§ Task description: Line by line, restate the listing below without any change.

§ Information provided:

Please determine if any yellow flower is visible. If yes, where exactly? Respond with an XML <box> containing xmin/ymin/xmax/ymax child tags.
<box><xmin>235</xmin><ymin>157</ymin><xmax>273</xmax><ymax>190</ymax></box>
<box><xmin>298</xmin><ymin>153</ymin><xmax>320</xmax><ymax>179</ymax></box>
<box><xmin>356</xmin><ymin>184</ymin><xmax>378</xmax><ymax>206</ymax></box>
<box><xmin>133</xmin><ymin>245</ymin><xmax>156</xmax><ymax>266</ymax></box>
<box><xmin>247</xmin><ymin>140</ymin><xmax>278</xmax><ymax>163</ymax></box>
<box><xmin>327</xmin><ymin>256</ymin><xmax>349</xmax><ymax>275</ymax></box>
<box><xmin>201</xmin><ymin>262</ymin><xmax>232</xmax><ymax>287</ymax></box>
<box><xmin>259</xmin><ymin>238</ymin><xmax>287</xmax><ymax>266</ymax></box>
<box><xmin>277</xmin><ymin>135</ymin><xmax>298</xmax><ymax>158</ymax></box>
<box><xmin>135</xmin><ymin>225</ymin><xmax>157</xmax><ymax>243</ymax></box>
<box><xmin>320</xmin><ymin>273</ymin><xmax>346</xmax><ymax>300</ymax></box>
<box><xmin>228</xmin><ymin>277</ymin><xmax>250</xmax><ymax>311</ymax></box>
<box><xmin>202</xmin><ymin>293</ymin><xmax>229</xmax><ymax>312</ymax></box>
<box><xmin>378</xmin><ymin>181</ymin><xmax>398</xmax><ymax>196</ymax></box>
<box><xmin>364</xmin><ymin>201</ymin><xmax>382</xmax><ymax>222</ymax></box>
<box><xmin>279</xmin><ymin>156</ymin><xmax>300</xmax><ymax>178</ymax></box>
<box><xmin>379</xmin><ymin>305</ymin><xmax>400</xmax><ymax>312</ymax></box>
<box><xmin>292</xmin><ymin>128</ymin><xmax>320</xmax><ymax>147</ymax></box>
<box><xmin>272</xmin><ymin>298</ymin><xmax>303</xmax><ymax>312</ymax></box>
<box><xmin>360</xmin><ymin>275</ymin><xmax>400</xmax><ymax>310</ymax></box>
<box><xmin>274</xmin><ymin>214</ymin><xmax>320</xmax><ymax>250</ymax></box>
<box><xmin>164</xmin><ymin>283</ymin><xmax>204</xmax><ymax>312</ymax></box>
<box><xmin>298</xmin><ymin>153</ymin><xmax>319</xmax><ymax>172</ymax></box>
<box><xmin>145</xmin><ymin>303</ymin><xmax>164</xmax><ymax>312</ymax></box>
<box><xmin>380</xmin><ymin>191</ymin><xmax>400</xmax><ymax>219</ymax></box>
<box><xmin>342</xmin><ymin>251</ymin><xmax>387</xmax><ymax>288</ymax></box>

§ Output:
Please determine if any yellow flower is visible. If yes, where exactly? Respond with an XML <box> containing xmin/ymin/xmax/ymax child tags.
<box><xmin>235</xmin><ymin>157</ymin><xmax>273</xmax><ymax>190</ymax></box>
<box><xmin>298</xmin><ymin>153</ymin><xmax>320</xmax><ymax>179</ymax></box>
<box><xmin>356</xmin><ymin>184</ymin><xmax>378</xmax><ymax>206</ymax></box>
<box><xmin>133</xmin><ymin>245</ymin><xmax>156</xmax><ymax>266</ymax></box>
<box><xmin>247</xmin><ymin>140</ymin><xmax>278</xmax><ymax>163</ymax></box>
<box><xmin>327</xmin><ymin>256</ymin><xmax>349</xmax><ymax>275</ymax></box>
<box><xmin>201</xmin><ymin>262</ymin><xmax>232</xmax><ymax>287</ymax></box>
<box><xmin>259</xmin><ymin>238</ymin><xmax>287</xmax><ymax>266</ymax></box>
<box><xmin>277</xmin><ymin>135</ymin><xmax>298</xmax><ymax>158</ymax></box>
<box><xmin>135</xmin><ymin>225</ymin><xmax>157</xmax><ymax>243</ymax></box>
<box><xmin>320</xmin><ymin>273</ymin><xmax>346</xmax><ymax>300</ymax></box>
<box><xmin>228</xmin><ymin>277</ymin><xmax>250</xmax><ymax>311</ymax></box>
<box><xmin>202</xmin><ymin>293</ymin><xmax>229</xmax><ymax>312</ymax></box>
<box><xmin>378</xmin><ymin>181</ymin><xmax>398</xmax><ymax>196</ymax></box>
<box><xmin>364</xmin><ymin>201</ymin><xmax>382</xmax><ymax>222</ymax></box>
<box><xmin>279</xmin><ymin>156</ymin><xmax>300</xmax><ymax>178</ymax></box>
<box><xmin>379</xmin><ymin>305</ymin><xmax>400</xmax><ymax>312</ymax></box>
<box><xmin>292</xmin><ymin>128</ymin><xmax>320</xmax><ymax>147</ymax></box>
<box><xmin>272</xmin><ymin>298</ymin><xmax>303</xmax><ymax>312</ymax></box>
<box><xmin>360</xmin><ymin>275</ymin><xmax>400</xmax><ymax>310</ymax></box>
<box><xmin>274</xmin><ymin>214</ymin><xmax>320</xmax><ymax>250</ymax></box>
<box><xmin>164</xmin><ymin>283</ymin><xmax>204</xmax><ymax>312</ymax></box>
<box><xmin>298</xmin><ymin>153</ymin><xmax>319</xmax><ymax>172</ymax></box>
<box><xmin>145</xmin><ymin>303</ymin><xmax>164</xmax><ymax>312</ymax></box>
<box><xmin>380</xmin><ymin>191</ymin><xmax>400</xmax><ymax>219</ymax></box>
<box><xmin>342</xmin><ymin>251</ymin><xmax>387</xmax><ymax>288</ymax></box>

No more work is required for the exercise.